▶ [Available records]:

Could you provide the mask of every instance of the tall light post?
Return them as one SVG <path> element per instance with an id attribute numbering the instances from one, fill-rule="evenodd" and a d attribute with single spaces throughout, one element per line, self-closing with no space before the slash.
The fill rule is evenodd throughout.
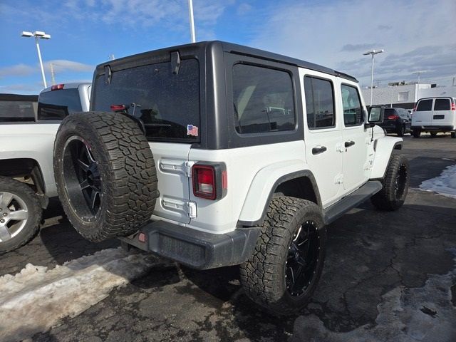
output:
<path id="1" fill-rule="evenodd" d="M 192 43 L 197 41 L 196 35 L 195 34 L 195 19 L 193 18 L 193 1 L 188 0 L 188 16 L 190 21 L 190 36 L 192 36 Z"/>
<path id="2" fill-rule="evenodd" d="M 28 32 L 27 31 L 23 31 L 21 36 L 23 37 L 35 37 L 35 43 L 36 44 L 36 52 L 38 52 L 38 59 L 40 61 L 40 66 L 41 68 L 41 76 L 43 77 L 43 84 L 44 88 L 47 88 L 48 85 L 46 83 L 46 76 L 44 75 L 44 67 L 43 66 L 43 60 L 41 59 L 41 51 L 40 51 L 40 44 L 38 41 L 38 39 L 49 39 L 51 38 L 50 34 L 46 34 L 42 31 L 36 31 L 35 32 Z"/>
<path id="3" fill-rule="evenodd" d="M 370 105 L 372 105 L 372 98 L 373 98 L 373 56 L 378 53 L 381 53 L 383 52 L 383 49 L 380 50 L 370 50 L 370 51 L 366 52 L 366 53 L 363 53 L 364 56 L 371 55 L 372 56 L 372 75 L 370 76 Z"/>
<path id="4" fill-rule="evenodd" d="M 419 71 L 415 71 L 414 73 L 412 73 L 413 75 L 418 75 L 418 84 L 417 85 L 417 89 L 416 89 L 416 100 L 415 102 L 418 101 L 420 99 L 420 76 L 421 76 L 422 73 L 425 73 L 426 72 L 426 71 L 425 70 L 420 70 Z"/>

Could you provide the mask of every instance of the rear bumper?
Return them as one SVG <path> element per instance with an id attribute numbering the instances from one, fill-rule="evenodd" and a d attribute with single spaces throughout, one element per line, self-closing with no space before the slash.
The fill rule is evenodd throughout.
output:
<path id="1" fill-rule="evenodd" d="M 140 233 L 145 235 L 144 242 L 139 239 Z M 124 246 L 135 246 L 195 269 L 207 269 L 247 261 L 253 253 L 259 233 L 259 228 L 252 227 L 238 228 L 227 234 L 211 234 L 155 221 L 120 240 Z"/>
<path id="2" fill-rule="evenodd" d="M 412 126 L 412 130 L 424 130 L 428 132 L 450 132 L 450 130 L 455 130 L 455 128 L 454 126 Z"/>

--

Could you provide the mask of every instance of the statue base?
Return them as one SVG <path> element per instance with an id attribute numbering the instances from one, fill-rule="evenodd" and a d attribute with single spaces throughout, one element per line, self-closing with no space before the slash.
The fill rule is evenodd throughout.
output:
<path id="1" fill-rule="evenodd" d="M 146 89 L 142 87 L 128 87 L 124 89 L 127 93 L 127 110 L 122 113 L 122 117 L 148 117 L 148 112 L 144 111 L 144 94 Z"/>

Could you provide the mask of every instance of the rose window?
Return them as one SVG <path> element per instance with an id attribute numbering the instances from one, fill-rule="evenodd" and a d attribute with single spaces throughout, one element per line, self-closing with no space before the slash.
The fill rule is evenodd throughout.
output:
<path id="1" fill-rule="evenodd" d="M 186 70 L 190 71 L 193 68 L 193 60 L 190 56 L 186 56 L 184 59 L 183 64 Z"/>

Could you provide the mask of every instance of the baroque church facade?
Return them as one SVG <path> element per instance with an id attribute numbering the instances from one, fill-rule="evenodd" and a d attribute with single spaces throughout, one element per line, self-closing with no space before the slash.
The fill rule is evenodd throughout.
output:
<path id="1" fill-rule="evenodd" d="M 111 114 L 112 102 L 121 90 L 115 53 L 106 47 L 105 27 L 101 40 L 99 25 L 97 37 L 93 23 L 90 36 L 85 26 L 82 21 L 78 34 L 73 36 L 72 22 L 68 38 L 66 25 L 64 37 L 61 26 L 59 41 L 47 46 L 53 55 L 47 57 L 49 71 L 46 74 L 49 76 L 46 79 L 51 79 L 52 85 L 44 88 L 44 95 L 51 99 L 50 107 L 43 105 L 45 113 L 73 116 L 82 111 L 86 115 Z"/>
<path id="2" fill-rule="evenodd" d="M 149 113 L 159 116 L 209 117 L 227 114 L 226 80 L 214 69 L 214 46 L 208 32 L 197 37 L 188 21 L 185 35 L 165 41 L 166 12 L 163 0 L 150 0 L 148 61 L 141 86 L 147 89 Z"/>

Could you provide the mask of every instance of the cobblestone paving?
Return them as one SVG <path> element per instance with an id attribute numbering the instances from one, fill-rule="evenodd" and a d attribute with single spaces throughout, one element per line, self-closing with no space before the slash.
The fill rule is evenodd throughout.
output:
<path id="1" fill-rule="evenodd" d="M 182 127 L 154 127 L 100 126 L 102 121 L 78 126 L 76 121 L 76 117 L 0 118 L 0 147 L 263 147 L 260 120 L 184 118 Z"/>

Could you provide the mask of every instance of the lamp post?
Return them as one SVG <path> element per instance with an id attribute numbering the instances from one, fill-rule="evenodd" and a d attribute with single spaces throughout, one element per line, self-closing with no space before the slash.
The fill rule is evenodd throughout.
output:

▶ [What is expected]: Arrange the lines above as a Markdown table with columns Row and Line, covering only the part that opens with the line containing "Could you provide the mask of every instance of the tall" and closes with the line containing "419 71 L 415". Omit blank lines and pictures.

▶ [Answer]:
| Row | Line |
|---|---|
| 1 | Could you provide the mask of every instance of the tall light post? |
| 2 | Return them as one SVG <path> element per instance with an id attribute numbering the instances from one, fill-rule="evenodd" and a d attribute with single spaces throughout, one element per line, self-closing with no space before the slash. |
| 3 | The fill rule is evenodd throughout. |
| 4 | output: |
| 5 | <path id="1" fill-rule="evenodd" d="M 192 43 L 197 41 L 196 35 L 195 34 L 195 19 L 193 18 L 193 1 L 188 0 L 188 16 L 190 21 L 190 36 L 192 36 Z"/> |
| 6 | <path id="2" fill-rule="evenodd" d="M 28 32 L 27 31 L 23 31 L 21 36 L 23 37 L 35 37 L 35 43 L 36 44 L 36 52 L 38 52 L 38 59 L 40 61 L 40 66 L 41 68 L 41 76 L 43 77 L 43 84 L 44 88 L 47 88 L 48 85 L 46 83 L 46 76 L 44 75 L 44 67 L 43 66 L 43 60 L 41 59 L 41 51 L 40 51 L 40 44 L 38 41 L 38 39 L 49 39 L 51 38 L 50 34 L 46 34 L 42 31 L 36 31 L 35 32 Z"/> |
| 7 | <path id="3" fill-rule="evenodd" d="M 370 105 L 372 105 L 372 98 L 373 98 L 373 56 L 378 53 L 381 53 L 383 52 L 383 49 L 380 50 L 370 50 L 370 51 L 366 52 L 366 53 L 363 53 L 364 56 L 371 55 L 372 56 L 372 75 L 370 76 Z"/> |
| 8 | <path id="4" fill-rule="evenodd" d="M 419 71 L 415 71 L 414 73 L 412 73 L 413 75 L 418 75 L 418 84 L 417 85 L 417 89 L 416 89 L 416 100 L 415 102 L 418 101 L 420 99 L 420 76 L 421 76 L 422 73 L 425 73 L 426 72 L 426 71 L 425 70 L 420 70 Z"/> |